RECORDS TO PROCESS:
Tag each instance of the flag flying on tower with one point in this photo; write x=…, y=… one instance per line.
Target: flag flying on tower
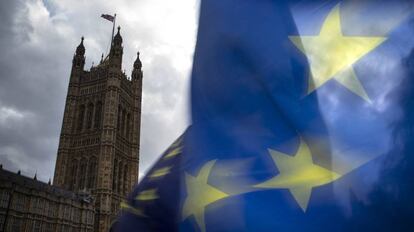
x=108, y=17
x=302, y=120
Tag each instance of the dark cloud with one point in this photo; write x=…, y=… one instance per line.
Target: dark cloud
x=38, y=40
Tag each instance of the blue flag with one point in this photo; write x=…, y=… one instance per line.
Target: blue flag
x=302, y=120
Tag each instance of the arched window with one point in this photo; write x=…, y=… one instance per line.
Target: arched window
x=98, y=115
x=114, y=175
x=126, y=187
x=92, y=172
x=120, y=175
x=74, y=173
x=80, y=117
x=123, y=122
x=89, y=116
x=128, y=125
x=118, y=127
x=83, y=173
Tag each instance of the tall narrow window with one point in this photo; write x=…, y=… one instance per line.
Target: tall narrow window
x=118, y=127
x=120, y=175
x=98, y=112
x=126, y=187
x=80, y=117
x=89, y=116
x=92, y=172
x=128, y=125
x=123, y=122
x=114, y=175
x=83, y=173
x=74, y=174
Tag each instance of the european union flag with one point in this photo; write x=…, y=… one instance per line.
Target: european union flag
x=302, y=120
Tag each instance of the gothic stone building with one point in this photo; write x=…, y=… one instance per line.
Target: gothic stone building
x=99, y=141
x=97, y=158
x=28, y=205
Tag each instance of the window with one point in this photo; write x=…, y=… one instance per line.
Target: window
x=37, y=225
x=98, y=112
x=126, y=187
x=114, y=175
x=52, y=209
x=92, y=172
x=83, y=173
x=123, y=122
x=48, y=227
x=119, y=118
x=74, y=173
x=36, y=205
x=19, y=202
x=4, y=198
x=128, y=124
x=2, y=221
x=16, y=224
x=81, y=117
x=120, y=172
x=89, y=116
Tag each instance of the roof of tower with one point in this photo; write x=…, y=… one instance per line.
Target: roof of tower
x=118, y=37
x=137, y=63
x=80, y=50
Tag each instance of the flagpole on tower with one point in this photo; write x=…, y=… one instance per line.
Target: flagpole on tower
x=113, y=29
x=112, y=19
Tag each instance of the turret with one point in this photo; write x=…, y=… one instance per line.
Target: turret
x=115, y=55
x=79, y=57
x=137, y=72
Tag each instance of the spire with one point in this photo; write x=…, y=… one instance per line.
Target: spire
x=137, y=72
x=115, y=55
x=118, y=38
x=80, y=50
x=137, y=63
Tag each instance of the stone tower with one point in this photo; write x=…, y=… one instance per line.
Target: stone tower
x=99, y=140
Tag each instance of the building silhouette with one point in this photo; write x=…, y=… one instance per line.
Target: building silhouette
x=99, y=141
x=98, y=154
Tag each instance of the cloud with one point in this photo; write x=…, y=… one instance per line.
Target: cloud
x=38, y=41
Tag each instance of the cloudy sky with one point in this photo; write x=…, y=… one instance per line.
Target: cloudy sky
x=38, y=39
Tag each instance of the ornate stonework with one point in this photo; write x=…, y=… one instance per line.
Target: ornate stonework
x=99, y=141
x=28, y=205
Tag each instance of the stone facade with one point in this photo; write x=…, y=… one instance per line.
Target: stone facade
x=99, y=141
x=33, y=206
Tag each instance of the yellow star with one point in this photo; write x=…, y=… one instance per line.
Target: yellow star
x=200, y=194
x=298, y=174
x=331, y=54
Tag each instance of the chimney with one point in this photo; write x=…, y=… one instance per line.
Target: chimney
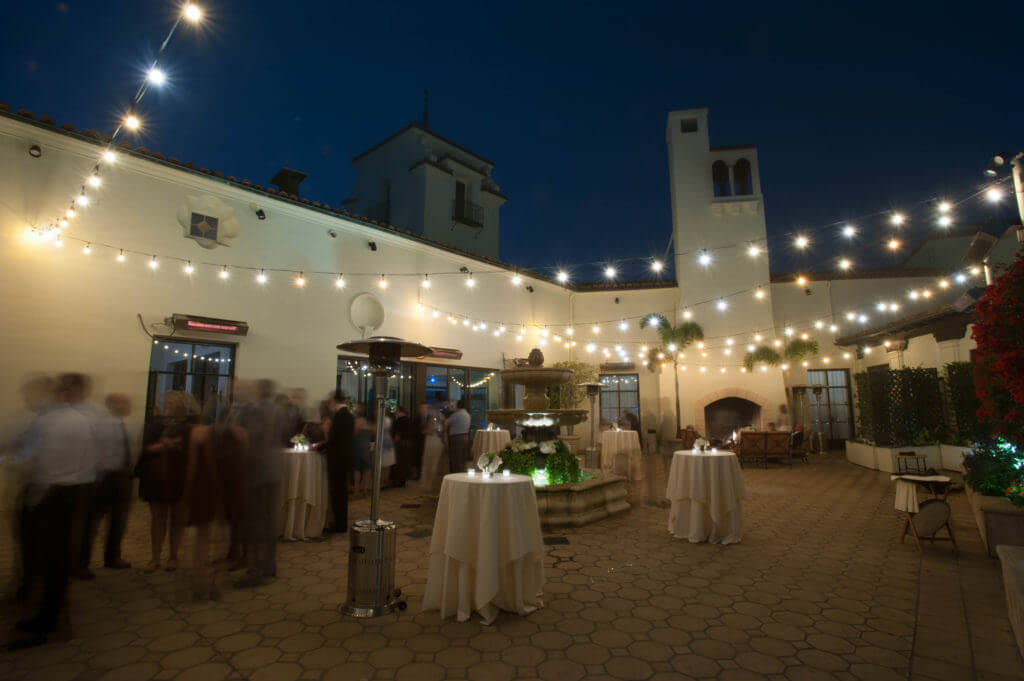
x=288, y=180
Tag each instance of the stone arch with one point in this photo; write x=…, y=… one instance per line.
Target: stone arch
x=714, y=396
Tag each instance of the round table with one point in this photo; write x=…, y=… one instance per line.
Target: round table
x=707, y=492
x=303, y=494
x=488, y=441
x=486, y=552
x=621, y=454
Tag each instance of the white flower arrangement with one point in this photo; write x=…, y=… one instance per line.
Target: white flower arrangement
x=488, y=463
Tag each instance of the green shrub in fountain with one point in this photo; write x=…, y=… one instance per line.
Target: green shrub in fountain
x=560, y=465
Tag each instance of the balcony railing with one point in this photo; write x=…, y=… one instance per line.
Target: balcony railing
x=467, y=213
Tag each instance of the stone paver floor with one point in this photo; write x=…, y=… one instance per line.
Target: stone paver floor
x=818, y=589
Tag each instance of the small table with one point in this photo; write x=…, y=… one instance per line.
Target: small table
x=707, y=493
x=626, y=443
x=486, y=553
x=488, y=441
x=303, y=495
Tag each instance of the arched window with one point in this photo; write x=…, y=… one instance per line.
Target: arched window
x=741, y=177
x=720, y=177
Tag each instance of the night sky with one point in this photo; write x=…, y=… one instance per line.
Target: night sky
x=854, y=110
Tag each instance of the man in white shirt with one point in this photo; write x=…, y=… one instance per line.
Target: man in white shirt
x=113, y=490
x=457, y=426
x=61, y=465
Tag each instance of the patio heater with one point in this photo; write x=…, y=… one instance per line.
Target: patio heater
x=593, y=389
x=373, y=541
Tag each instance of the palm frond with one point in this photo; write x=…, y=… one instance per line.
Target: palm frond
x=762, y=355
x=799, y=348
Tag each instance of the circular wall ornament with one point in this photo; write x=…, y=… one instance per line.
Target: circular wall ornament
x=367, y=312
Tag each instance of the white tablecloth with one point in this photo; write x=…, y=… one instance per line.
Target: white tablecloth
x=707, y=493
x=621, y=454
x=906, y=490
x=486, y=553
x=303, y=495
x=488, y=441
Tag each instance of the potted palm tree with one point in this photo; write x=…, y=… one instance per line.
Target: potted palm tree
x=674, y=341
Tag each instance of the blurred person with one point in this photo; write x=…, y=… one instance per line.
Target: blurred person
x=112, y=494
x=212, y=496
x=404, y=437
x=341, y=432
x=262, y=422
x=37, y=393
x=61, y=465
x=361, y=442
x=457, y=427
x=435, y=464
x=161, y=472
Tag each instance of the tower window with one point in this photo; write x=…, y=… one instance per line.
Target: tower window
x=720, y=177
x=741, y=177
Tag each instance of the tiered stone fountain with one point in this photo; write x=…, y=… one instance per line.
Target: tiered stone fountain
x=598, y=495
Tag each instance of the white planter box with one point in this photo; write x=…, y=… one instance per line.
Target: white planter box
x=887, y=456
x=860, y=454
x=952, y=456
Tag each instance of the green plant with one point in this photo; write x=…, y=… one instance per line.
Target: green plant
x=799, y=348
x=762, y=355
x=674, y=341
x=993, y=468
x=569, y=394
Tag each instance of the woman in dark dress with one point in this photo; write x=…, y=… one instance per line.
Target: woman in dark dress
x=161, y=470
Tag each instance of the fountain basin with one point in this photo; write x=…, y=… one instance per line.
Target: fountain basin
x=595, y=498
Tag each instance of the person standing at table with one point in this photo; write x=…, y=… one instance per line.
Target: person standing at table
x=112, y=495
x=339, y=459
x=262, y=466
x=61, y=466
x=458, y=432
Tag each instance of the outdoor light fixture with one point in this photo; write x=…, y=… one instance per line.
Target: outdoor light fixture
x=373, y=542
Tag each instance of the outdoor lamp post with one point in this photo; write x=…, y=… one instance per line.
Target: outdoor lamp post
x=593, y=389
x=372, y=542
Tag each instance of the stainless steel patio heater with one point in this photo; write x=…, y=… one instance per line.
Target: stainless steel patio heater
x=592, y=391
x=373, y=541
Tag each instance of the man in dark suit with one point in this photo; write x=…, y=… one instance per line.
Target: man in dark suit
x=339, y=459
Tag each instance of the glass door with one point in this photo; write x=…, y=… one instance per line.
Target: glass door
x=829, y=402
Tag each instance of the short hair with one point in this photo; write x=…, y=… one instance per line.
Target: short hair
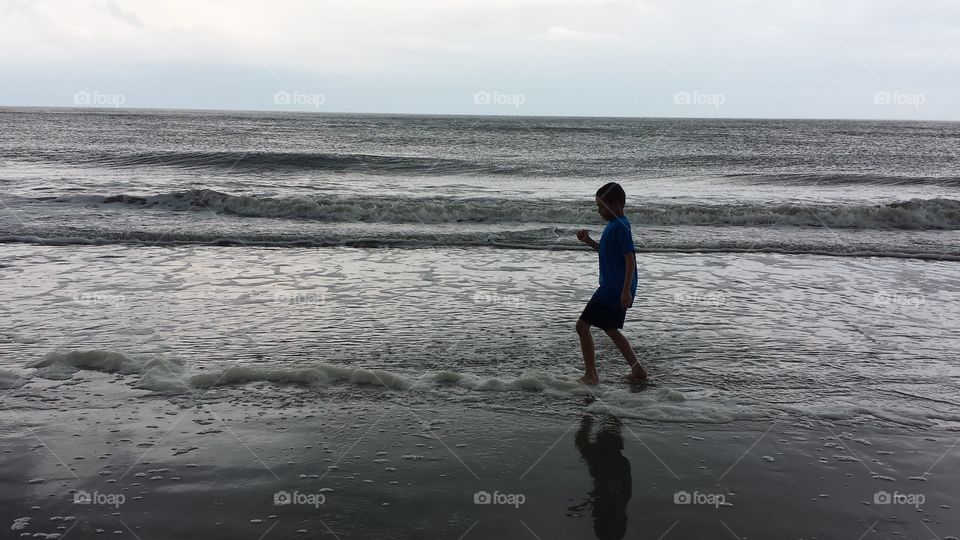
x=612, y=193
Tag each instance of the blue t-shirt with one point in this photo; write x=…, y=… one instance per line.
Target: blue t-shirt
x=615, y=242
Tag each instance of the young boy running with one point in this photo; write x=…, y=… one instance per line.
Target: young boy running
x=618, y=284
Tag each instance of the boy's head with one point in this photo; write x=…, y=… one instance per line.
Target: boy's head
x=610, y=200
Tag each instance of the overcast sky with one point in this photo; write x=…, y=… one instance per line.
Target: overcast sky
x=747, y=58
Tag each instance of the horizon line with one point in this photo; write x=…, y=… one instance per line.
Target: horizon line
x=357, y=113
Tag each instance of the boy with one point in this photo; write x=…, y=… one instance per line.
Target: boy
x=618, y=284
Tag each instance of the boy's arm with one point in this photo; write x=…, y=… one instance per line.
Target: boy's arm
x=626, y=299
x=584, y=237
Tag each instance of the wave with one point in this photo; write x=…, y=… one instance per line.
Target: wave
x=260, y=161
x=172, y=377
x=538, y=239
x=755, y=169
x=842, y=179
x=914, y=214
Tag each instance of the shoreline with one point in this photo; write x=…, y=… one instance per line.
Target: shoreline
x=385, y=470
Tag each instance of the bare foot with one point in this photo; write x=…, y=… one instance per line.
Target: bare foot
x=637, y=374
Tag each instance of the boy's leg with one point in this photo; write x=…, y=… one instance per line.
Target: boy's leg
x=620, y=340
x=589, y=358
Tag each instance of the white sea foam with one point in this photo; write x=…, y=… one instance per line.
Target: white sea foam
x=156, y=374
x=662, y=404
x=913, y=214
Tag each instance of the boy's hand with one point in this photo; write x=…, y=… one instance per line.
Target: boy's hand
x=626, y=300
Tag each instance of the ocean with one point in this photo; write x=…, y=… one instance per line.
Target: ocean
x=792, y=273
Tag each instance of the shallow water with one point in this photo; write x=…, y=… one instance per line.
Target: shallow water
x=727, y=337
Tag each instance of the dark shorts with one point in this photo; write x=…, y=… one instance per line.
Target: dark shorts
x=602, y=314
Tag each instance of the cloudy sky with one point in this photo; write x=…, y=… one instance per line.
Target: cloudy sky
x=720, y=58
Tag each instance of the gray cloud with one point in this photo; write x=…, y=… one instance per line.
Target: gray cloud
x=804, y=58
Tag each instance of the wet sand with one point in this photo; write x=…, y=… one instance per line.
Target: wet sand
x=214, y=467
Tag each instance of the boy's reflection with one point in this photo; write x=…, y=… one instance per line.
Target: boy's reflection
x=610, y=470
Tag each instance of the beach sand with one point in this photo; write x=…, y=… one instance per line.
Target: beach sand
x=210, y=465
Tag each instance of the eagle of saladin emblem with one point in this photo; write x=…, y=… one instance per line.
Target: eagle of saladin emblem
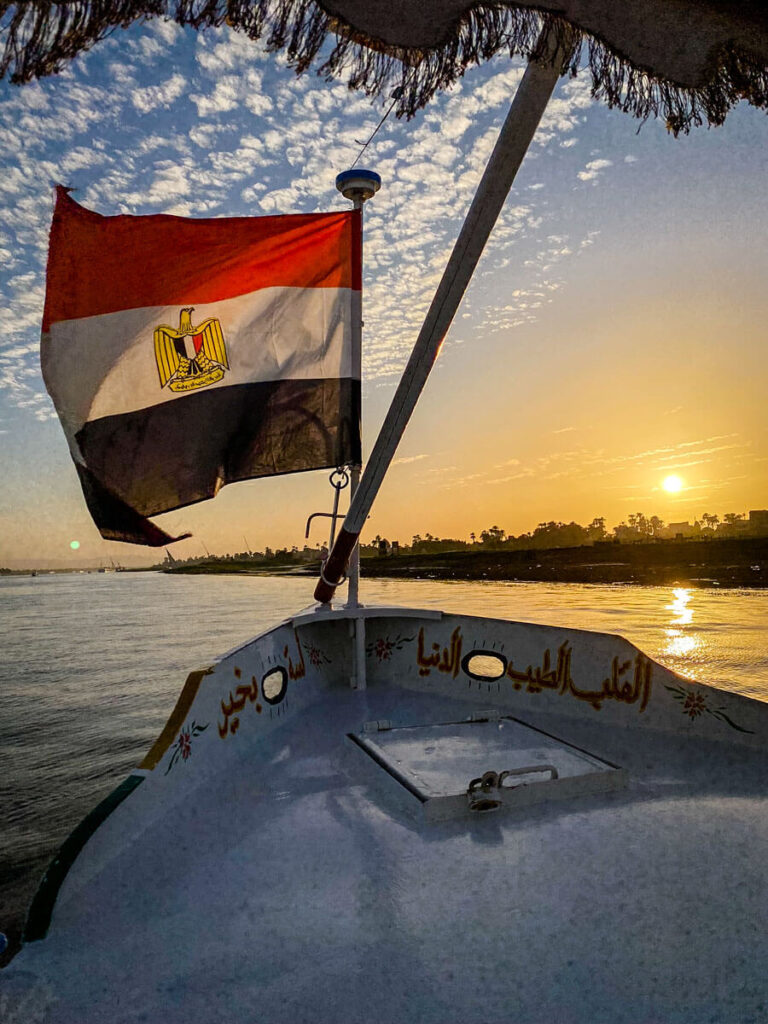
x=190, y=356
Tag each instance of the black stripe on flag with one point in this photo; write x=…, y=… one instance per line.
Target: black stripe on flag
x=181, y=452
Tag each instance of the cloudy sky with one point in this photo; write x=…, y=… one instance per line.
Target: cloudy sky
x=614, y=333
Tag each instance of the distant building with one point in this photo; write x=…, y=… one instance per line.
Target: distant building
x=679, y=530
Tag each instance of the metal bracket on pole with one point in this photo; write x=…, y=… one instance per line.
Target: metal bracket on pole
x=526, y=111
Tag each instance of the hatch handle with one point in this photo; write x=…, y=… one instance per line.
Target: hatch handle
x=531, y=769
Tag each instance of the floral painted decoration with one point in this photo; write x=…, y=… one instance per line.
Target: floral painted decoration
x=384, y=646
x=182, y=747
x=696, y=704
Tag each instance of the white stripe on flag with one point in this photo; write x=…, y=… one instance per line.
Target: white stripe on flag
x=105, y=366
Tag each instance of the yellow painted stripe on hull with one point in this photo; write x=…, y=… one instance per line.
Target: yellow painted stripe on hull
x=174, y=723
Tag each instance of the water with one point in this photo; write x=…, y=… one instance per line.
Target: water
x=90, y=667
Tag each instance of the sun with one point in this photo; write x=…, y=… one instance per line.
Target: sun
x=672, y=484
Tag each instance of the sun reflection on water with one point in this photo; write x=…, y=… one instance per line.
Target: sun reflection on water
x=681, y=643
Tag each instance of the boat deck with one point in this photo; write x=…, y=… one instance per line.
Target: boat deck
x=294, y=888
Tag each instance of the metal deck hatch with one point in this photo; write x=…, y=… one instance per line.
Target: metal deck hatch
x=461, y=769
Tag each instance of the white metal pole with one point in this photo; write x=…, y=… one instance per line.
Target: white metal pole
x=354, y=474
x=357, y=186
x=527, y=108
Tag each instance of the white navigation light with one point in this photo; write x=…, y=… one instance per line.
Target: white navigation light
x=357, y=184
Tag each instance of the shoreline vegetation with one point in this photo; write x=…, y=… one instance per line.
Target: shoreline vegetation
x=729, y=562
x=709, y=552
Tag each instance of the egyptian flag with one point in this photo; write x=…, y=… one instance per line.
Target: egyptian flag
x=184, y=354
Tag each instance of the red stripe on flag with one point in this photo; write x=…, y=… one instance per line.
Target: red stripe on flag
x=103, y=264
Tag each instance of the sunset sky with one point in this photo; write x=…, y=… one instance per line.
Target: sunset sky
x=614, y=334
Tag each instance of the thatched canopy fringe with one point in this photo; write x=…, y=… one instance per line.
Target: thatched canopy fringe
x=39, y=38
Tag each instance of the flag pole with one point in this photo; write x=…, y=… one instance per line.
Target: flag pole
x=522, y=120
x=357, y=185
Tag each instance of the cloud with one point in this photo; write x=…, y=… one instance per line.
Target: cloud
x=593, y=169
x=153, y=96
x=232, y=132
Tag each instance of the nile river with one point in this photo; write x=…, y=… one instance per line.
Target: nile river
x=91, y=665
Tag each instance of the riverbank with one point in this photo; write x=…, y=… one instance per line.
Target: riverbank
x=708, y=563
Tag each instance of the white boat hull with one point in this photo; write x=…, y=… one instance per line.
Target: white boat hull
x=259, y=866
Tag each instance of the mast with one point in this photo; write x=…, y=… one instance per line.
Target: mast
x=519, y=127
x=356, y=185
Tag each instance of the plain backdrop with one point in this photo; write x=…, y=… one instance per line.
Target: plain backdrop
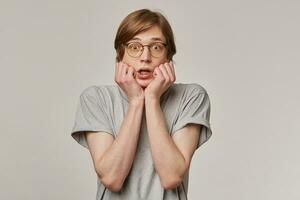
x=246, y=54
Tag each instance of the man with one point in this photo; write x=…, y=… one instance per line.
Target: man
x=142, y=133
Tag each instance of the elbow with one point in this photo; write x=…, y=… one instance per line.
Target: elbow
x=113, y=184
x=171, y=183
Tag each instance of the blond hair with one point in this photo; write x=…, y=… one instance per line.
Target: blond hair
x=140, y=21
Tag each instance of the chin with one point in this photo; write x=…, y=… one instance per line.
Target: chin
x=144, y=83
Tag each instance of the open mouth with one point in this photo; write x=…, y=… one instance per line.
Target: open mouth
x=144, y=74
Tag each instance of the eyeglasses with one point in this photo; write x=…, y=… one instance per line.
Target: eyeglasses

WHAT NEEDS TO BE DONE:
Nothing but a number should be given: the tally of lines in the listing that contain "eyeglasses".

EXPECTED ANSWER:
2